--- START ---

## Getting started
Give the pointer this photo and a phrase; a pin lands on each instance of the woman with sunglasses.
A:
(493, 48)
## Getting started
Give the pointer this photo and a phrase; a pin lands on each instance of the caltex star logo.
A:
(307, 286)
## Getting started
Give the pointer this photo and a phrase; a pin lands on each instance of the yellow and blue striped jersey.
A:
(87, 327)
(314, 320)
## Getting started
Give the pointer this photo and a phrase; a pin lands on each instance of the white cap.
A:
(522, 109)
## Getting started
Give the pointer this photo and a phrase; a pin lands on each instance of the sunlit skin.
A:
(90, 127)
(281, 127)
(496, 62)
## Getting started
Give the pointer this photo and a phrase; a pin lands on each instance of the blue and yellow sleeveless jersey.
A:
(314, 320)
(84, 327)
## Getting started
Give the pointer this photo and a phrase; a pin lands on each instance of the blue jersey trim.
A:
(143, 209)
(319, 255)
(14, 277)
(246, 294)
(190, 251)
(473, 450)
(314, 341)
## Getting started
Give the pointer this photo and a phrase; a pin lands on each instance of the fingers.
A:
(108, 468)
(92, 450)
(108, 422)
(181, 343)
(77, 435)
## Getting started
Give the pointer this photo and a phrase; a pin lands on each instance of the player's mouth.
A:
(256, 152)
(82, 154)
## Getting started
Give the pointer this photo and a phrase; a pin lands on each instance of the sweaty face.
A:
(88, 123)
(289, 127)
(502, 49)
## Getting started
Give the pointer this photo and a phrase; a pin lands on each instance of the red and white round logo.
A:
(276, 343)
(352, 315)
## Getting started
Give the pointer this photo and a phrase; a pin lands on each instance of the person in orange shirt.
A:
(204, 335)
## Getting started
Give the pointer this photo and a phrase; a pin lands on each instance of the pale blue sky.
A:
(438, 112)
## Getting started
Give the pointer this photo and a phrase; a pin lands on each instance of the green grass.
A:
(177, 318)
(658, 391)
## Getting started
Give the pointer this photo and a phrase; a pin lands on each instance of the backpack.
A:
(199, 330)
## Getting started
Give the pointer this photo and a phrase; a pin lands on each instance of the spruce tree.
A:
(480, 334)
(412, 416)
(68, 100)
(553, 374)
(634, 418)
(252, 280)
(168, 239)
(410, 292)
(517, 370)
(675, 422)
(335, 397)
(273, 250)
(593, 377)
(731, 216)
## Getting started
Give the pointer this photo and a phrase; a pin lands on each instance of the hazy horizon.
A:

--- END ---

WHAT TO PRODUCE> Pick out and copy every line of the data above that contains the string "logo". Case counts.

FINISHED ANSWER>
Give the pointer this photo and a phrase; a pin lands on each instance of the caltex star logo.
Give the pointer this photo and a phrase; a pin lands on each instance of the red and white round logo.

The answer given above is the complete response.